[Required work]
How many lines in the items below contain the word "hair"? Case counts. Reply with the number only.

---------------

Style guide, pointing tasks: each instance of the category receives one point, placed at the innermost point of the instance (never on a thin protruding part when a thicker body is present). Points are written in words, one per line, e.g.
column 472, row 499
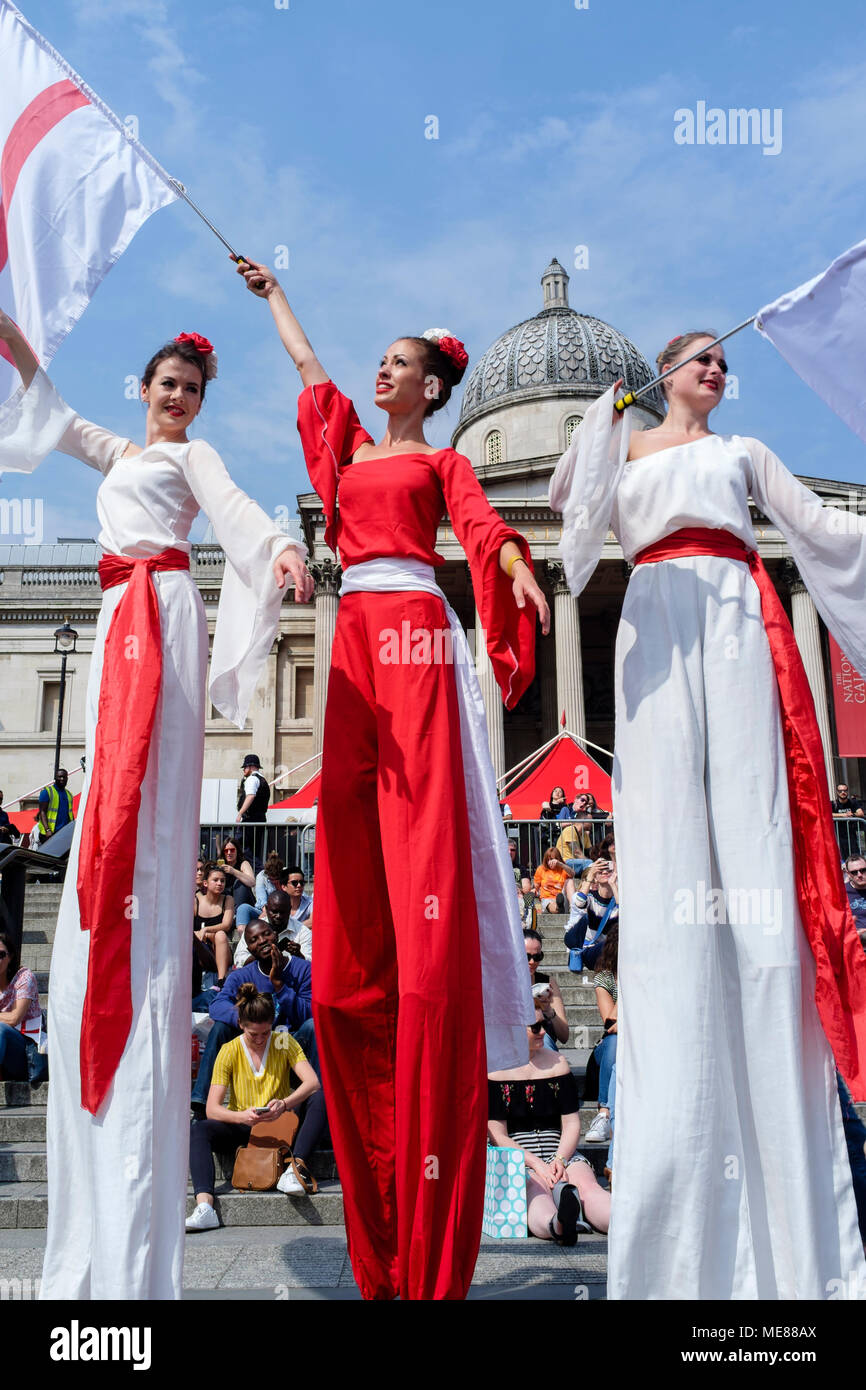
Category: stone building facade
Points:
column 521, row 402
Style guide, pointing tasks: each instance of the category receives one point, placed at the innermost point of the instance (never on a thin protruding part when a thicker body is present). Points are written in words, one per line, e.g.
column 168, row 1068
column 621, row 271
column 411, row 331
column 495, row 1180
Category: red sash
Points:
column 840, row 990
column 128, row 694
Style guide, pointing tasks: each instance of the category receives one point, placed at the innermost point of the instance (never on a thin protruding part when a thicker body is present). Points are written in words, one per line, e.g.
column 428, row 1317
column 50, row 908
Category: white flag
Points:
column 74, row 191
column 820, row 330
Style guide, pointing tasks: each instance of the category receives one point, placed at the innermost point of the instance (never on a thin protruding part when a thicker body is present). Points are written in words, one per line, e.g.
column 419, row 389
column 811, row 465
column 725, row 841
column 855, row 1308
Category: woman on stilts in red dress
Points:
column 419, row 948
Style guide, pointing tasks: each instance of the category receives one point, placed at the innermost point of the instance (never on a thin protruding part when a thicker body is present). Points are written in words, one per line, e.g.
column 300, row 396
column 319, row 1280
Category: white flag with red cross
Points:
column 74, row 191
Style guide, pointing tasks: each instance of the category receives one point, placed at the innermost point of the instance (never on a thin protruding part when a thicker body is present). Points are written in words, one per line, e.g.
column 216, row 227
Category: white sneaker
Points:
column 288, row 1183
column 599, row 1130
column 203, row 1218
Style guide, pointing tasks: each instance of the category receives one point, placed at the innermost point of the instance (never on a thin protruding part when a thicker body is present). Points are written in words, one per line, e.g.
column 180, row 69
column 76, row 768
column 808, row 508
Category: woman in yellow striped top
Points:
column 256, row 1070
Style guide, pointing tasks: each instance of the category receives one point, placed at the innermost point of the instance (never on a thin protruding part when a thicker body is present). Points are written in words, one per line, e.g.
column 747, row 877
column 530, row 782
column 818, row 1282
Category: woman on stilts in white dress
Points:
column 740, row 970
column 121, row 969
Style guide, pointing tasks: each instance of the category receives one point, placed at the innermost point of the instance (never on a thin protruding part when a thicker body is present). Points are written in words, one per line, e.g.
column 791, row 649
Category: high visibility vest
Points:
column 54, row 805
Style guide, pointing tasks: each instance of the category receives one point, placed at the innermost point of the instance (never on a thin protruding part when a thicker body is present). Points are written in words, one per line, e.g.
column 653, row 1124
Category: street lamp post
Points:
column 66, row 638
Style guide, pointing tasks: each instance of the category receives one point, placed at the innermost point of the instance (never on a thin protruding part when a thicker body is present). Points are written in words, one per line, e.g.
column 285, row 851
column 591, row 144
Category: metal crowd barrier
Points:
column 296, row 844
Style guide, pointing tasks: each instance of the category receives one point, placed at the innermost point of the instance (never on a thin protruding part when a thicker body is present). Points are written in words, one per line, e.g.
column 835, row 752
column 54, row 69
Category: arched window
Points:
column 492, row 446
column 572, row 423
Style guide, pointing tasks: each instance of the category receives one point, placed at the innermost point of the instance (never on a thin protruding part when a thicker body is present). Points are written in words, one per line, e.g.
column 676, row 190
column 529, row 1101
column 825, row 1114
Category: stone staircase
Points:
column 22, row 1136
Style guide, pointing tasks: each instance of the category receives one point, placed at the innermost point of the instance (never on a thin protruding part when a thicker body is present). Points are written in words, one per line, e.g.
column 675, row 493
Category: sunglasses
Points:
column 705, row 360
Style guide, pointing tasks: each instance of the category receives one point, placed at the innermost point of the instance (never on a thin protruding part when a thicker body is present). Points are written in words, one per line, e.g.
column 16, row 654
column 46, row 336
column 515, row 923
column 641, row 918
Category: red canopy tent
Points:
column 302, row 798
column 565, row 765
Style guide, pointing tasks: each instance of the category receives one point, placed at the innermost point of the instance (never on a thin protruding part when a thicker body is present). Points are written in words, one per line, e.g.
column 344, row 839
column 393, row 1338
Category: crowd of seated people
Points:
column 270, row 913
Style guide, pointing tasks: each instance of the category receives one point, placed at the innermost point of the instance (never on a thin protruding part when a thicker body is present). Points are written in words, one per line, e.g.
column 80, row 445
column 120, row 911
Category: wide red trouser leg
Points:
column 396, row 980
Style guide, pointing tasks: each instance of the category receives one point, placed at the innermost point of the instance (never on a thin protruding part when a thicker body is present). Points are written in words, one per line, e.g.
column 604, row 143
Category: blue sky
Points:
column 303, row 127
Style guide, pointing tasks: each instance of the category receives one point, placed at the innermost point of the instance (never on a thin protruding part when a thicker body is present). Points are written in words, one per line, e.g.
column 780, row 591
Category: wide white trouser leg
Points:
column 117, row 1182
column 731, row 1171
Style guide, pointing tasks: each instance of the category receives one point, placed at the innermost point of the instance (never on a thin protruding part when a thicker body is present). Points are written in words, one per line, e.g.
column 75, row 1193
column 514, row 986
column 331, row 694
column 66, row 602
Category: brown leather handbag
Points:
column 260, row 1162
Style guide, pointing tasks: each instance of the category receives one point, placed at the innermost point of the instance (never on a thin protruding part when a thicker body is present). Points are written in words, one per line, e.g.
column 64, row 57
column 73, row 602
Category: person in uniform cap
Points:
column 255, row 792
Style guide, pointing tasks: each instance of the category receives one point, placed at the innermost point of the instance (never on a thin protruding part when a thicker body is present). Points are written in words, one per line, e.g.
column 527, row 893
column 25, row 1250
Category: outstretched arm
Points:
column 263, row 282
column 21, row 352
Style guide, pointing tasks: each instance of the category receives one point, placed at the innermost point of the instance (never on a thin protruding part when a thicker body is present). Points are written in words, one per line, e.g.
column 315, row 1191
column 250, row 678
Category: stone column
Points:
column 327, row 576
column 545, row 651
column 492, row 699
column 569, row 662
column 804, row 620
column 264, row 712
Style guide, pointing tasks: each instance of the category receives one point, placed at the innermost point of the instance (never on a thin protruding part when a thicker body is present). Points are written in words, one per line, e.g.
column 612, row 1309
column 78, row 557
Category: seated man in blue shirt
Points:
column 289, row 982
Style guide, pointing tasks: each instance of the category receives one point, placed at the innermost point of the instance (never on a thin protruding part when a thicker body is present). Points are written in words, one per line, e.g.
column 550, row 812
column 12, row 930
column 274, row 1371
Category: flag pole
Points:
column 235, row 255
column 633, row 395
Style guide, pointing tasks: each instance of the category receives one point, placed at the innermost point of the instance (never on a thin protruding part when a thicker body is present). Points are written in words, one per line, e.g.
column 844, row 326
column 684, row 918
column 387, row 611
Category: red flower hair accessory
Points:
column 205, row 348
column 449, row 345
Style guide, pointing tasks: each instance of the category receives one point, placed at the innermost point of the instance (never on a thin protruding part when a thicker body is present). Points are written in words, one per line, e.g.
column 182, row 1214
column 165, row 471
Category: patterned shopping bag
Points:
column 505, row 1194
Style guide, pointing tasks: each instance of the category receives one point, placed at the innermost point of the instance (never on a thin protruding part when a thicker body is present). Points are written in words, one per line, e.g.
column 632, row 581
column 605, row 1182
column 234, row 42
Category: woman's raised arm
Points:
column 21, row 352
column 263, row 282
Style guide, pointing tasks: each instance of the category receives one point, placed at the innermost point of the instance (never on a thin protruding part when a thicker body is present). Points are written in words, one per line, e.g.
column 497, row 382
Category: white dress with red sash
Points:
column 731, row 1175
column 117, row 1179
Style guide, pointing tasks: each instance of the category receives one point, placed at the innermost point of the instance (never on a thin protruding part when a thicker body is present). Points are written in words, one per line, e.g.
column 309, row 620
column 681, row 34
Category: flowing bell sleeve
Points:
column 584, row 488
column 829, row 548
column 35, row 420
column 249, row 599
column 330, row 434
column 827, row 544
column 509, row 631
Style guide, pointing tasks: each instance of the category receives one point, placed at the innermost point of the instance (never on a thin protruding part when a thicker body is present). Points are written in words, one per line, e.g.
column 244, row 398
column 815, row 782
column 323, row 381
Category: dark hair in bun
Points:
column 255, row 1007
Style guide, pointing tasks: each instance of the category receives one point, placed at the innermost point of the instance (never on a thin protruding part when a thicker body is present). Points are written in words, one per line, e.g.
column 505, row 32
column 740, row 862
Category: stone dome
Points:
column 555, row 350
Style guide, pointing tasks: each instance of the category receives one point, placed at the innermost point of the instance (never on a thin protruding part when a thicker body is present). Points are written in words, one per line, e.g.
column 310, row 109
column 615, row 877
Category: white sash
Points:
column 505, row 977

---------------

[Expected output]
2